## PROVIDED TEXT
-------------------------

October 27, 1987|ERNEST CONINE | Ernest Conine is a Times editorial writer

The political pundits tell us that Republican presidential candidates are trying to outdo each other in advertising their passion for compassion. They want the voters to know that, deep down, they understand the problems of the little guy and want to help him.

That's nice. But even if you give full credibility to the GOP candidates' profession of sympathy for the also-rans of American society, overcoming the compassion gap doesn't depend entirely on Republican or Democratic politicians. It also requires a moderation of the greed, the callous insensitivity to moral responsibility, that has become all too prevalent in the country at large.

An Asia expert of my acquaintance, a man who happens to be a personal friend of Philippine President Corazon Aquino, returned from Manila recently with the morose conclusion that the outlook for democracy there is dim. In his words, "The Philippine people have no sense of civic duty."

Neither do a lot of Americans these days.

U.S.-style capitalism, which has brought more prosperity to more people than any other system that the world has ever known, is based on an assumption of constructive greed. The idea is that each citizen in working to feather his own nest will contribute to the production of wealth for America as a whole.

For 100 years, however, it has been obvious that unfettered capitalism breeds inequities, that unbridled competition leads in fact to economic monopoly and social injustice, and that a humane society must lend a helping hand to the small farmer, the small businessman and those who for reasons of age or infirmity cannot provide for themselves.

Long before Franklin D. Roosevelt's New Deal of the 1930s, Congress enacted antitrust laws and provided for regulation of public utilities and railroads.

The Great Depression, following the stock market crash of 1929, resulted in a whole set of laws designed to prevent a recurrence of the speculative abuses that helped trigger the crash. It also begat a cornucopia of programs--Social Security pensions for the elderly, minimum standards for worker pay and safety, subsidized loans for farmers and home buyers and small businessmen--aimed at taking more of the rough edges off capitalism.

The modified, more humane version of the free-enterprise system also turned out to be more productive and more prosperous. More people had more money to spend, which generated profits as well as jobs, and the swings in the business cycle were shallower and less destructive.

Capitalism's taming didn't repeal greed, of course. It merely tried to keep it within constructive bounds. This didn't go down well with the business titans of the time; many hated F.D.R. until the day he died.

As the years passed, however, a new generation of business and financial leaders emerged who recognized that, whether they liked it or not, their bottom-line prosperity depended on the well-being of the country as a whole. They had a sense of civic duty--or at least they recognized the necessity of acting as though they had one for the sake of good public relations.

Unfortunately, though, it seems to be a rule of nature that all things, good or bad, are done to excess. During the 1960s President Lyndon B. Johnson led the country on a binge of do-goodism; under the banner of the Great Society, a torrent of social programs were enacted--all well-intended, several badly needed, but with little regard to the long-term ability and willingness of Americans to pay for it all. The momentum slowed but did not stop during the Nixon-Ford and Carter presidencies.

-------------------------

## DATA SUPPLIED
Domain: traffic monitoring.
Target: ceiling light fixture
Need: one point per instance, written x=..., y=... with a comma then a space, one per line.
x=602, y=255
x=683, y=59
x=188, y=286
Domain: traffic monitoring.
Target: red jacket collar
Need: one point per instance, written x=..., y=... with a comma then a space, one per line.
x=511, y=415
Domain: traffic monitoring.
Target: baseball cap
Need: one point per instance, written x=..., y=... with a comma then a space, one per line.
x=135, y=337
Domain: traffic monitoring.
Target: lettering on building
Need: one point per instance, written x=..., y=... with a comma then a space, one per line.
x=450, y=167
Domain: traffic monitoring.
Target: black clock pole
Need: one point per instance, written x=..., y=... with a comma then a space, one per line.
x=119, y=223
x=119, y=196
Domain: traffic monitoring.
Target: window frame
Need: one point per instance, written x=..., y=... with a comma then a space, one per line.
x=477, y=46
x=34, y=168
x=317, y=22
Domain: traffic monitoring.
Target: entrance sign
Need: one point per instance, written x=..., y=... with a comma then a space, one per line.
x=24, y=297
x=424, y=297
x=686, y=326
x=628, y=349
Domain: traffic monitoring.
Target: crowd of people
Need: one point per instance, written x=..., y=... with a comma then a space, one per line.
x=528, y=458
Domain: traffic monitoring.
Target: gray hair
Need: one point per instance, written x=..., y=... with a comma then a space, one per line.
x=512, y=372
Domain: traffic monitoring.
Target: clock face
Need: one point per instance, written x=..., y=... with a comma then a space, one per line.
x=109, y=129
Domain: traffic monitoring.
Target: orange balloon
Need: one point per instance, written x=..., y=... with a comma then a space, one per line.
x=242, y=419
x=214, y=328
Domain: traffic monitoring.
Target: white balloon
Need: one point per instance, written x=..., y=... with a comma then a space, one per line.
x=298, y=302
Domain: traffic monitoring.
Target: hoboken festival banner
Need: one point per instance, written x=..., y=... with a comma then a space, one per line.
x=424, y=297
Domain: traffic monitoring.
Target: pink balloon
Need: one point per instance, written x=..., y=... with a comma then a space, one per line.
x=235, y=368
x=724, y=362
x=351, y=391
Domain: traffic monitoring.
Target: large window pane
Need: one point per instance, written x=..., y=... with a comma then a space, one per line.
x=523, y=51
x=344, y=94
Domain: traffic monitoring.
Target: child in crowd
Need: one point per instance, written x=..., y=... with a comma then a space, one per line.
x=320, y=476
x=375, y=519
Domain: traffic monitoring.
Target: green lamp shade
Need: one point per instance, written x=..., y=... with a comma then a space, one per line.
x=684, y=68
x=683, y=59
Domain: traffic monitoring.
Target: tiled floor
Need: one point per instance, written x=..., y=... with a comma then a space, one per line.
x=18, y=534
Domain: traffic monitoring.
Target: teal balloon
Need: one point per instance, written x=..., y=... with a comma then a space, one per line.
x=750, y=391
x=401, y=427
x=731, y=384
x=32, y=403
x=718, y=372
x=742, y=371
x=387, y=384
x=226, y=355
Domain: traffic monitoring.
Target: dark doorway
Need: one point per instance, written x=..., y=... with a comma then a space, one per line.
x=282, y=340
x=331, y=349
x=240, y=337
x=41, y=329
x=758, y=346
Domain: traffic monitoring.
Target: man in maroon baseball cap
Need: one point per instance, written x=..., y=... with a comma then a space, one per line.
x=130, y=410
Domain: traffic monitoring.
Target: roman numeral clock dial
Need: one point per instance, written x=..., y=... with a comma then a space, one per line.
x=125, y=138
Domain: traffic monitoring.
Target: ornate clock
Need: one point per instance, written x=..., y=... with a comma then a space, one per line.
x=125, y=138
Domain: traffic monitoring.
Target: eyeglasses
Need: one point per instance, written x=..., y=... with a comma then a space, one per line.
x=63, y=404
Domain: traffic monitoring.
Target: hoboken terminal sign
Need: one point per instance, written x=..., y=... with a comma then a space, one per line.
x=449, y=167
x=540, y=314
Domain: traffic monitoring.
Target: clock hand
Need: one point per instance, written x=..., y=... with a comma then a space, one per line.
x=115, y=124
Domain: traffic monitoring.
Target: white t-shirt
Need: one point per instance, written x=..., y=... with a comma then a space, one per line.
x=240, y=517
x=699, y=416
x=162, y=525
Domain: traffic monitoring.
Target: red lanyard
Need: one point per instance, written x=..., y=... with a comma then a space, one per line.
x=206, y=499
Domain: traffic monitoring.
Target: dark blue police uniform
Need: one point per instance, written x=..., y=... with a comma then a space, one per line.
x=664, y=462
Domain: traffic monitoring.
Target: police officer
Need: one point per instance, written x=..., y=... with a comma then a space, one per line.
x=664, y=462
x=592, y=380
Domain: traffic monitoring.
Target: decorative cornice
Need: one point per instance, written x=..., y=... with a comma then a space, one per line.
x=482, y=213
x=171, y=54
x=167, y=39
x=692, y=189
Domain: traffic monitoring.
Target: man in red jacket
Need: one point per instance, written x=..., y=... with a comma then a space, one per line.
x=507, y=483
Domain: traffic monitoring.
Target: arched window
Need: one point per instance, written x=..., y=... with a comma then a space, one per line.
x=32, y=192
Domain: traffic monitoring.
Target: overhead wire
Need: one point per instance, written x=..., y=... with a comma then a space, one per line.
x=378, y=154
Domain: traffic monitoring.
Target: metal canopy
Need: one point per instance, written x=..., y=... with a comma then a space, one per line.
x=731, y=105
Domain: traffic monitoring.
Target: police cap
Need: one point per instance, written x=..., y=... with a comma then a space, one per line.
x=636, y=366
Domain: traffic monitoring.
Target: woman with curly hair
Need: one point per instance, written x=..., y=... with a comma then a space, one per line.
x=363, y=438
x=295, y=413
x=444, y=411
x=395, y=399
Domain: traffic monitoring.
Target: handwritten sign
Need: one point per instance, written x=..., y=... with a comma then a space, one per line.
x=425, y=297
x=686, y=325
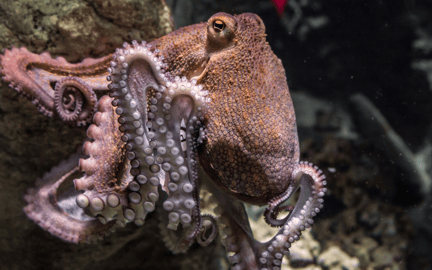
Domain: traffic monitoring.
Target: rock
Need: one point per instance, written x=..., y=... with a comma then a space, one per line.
x=335, y=258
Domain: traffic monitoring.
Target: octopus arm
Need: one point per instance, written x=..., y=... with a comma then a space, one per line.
x=55, y=86
x=160, y=118
x=236, y=233
x=56, y=212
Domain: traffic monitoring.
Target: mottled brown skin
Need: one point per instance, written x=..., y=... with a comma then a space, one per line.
x=251, y=141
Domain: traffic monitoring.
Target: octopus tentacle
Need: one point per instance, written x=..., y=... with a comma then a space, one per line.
x=47, y=208
x=209, y=222
x=106, y=172
x=151, y=109
x=134, y=75
x=75, y=100
x=35, y=76
x=311, y=181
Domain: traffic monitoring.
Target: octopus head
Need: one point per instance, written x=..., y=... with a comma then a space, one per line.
x=251, y=144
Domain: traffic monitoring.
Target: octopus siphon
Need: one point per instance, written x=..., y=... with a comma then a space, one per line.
x=204, y=107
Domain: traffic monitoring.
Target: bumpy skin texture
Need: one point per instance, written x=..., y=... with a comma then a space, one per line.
x=252, y=145
x=205, y=105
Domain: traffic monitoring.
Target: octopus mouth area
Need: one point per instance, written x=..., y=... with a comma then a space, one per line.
x=66, y=199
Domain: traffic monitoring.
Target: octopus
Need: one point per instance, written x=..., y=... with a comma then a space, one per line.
x=206, y=107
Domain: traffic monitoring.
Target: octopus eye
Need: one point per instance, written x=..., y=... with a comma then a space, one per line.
x=218, y=26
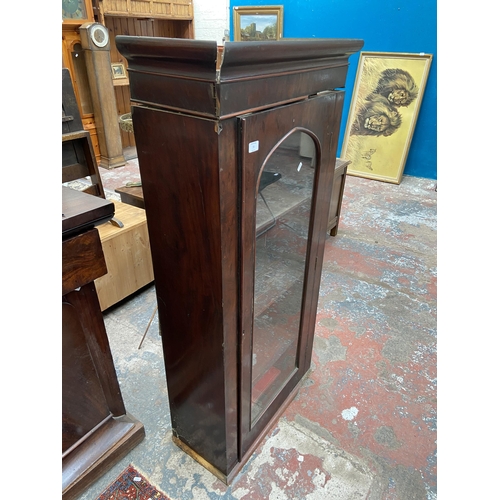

-------------------------

## WHAT THE TASK REQUIRES
In the piece on the compassion gap, what did Congress do before Franklin D. Roosevelt's New Deal?

## WORKED SOLUTION
It enacted antitrust laws and provided for regulation of public utilities and railroads.